* [THE PROBLEM]: If pictures are present, leave them out, and copy the data word for word.

* [TASK DATA]:
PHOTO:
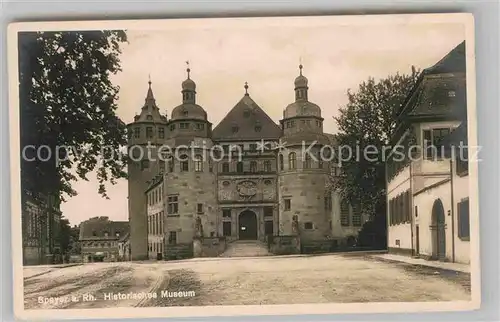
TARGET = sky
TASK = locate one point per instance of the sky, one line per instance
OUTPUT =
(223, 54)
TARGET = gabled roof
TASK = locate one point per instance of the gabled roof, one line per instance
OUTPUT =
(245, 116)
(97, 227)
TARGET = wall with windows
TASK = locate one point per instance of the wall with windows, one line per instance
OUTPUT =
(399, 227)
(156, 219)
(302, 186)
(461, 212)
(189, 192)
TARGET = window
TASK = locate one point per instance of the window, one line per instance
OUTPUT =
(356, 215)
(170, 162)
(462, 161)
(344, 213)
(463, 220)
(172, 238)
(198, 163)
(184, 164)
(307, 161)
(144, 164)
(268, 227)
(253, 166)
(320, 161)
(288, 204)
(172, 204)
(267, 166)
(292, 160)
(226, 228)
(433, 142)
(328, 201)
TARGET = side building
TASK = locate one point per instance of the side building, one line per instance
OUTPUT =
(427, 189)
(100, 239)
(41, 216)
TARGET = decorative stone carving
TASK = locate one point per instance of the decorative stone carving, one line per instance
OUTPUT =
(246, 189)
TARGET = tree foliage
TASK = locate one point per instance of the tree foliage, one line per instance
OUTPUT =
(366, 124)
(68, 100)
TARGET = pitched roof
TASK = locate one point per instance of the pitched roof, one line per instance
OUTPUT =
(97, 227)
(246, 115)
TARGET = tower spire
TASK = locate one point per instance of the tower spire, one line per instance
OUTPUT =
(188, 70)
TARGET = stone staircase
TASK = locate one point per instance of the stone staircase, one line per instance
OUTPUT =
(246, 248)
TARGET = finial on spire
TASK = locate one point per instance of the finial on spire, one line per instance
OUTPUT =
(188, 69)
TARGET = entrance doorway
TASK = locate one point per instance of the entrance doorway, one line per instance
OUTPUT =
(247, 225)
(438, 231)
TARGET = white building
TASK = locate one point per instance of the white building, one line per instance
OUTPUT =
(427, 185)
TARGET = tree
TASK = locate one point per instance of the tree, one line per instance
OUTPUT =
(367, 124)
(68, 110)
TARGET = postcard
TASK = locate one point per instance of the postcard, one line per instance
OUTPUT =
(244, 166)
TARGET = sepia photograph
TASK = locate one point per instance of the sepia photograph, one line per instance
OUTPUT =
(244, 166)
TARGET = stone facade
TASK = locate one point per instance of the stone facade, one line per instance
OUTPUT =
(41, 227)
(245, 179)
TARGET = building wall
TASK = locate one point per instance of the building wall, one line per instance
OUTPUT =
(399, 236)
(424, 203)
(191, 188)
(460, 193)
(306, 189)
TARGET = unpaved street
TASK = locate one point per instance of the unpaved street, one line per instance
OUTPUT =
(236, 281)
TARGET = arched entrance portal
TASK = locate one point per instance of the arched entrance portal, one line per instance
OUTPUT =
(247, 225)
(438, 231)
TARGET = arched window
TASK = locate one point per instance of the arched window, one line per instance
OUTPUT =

* [ANSWER TO THIS PROBLEM]:
PHOTO:
TARGET = sky
TASK = locate one point per instance of the sky, one line per instance
OUTPUT =
(223, 54)
TARGET = gabled roof
TASK = locate one point per instance of the gabled roof, one line per instance
OUTPUT =
(245, 116)
(97, 227)
TARGET = wall with windows
TASK = locate one point per instance of the wall with windows, one line per instance
OUTPUT =
(399, 227)
(156, 219)
(302, 186)
(461, 212)
(189, 192)
TARGET = window
TASK = locate one point per instance of the window, one line per instance
OUTPUT =
(356, 215)
(170, 162)
(462, 161)
(344, 213)
(463, 220)
(172, 238)
(198, 163)
(184, 164)
(307, 161)
(144, 164)
(268, 227)
(253, 166)
(320, 161)
(288, 204)
(172, 204)
(267, 166)
(292, 160)
(226, 228)
(433, 142)
(328, 201)
TARGET = side building
TASK = locate one point per instance of the side building, one line per instance
OUTPUT =
(427, 189)
(100, 239)
(41, 216)
TARGET = decorative stone carving
TASK = locate one point per instance of the decorative stone carving, one line per instance
OUTPUT =
(246, 189)
TARGET = tree foliage
TASK = locate one point per instance of the tree foliage, one line per instance
OUTPUT =
(366, 124)
(68, 100)
TARGET = pitched roof
TASK = locate one point per instance of the pitched roof, one line per instance
OUTPUT =
(97, 227)
(246, 115)
TARGET = tower spire
TASK = locate one point per instance of the tower spire, one line per instance
OUTPUT =
(188, 70)
TARGET = stone staircase
TASK = locate one point per instance of the stone staircase, one line per instance
OUTPUT =
(246, 248)
TARGET = finial on spire
TASK = locate one point per instance of the finial on spire, one line per instance
OUTPUT =
(188, 69)
TARGET = entrance doorway
TASK = locate one point per instance of the entrance doorway, one line per instance
OUTPUT =
(247, 225)
(438, 231)
TARGET = white building
TASK = locate one point per instance of the white building, one line per instance
OUTPUT =
(427, 185)
TARGET = tree
TASK = locate one point per instance of the tree, one line per instance
OUTPUT =
(367, 124)
(68, 110)
TARGET = postcard
TASK = locate one point per instance of the postcard, one line per instance
OUTPUT =
(244, 166)
TARGET = sepia photograph
TASK = locate one point per instance of the sepia photograph, one line per instance
OUTPUT =
(244, 166)
TARGET = stone facade
TASK = locate one point per instance of the stone facade, one line per instance
OUTPUT =
(41, 227)
(245, 179)
TARGET = building wall
TASK = locate one point per instance of the building wall, one line per instance
OUTPUT =
(399, 236)
(424, 203)
(191, 188)
(460, 193)
(306, 189)
TARGET = unpaved street
TASK = locate one point per instance of the unpaved street, one line per instance
OUTPUT =
(236, 281)
TARGET = arched entrance portal
TASK = locate one point per instance of the arched entrance portal, one line per instance
OUTPUT =
(247, 225)
(438, 231)
TARGET = arched window
TASK = locate one point per instance of the arched window, one line per instance
OUTPUT =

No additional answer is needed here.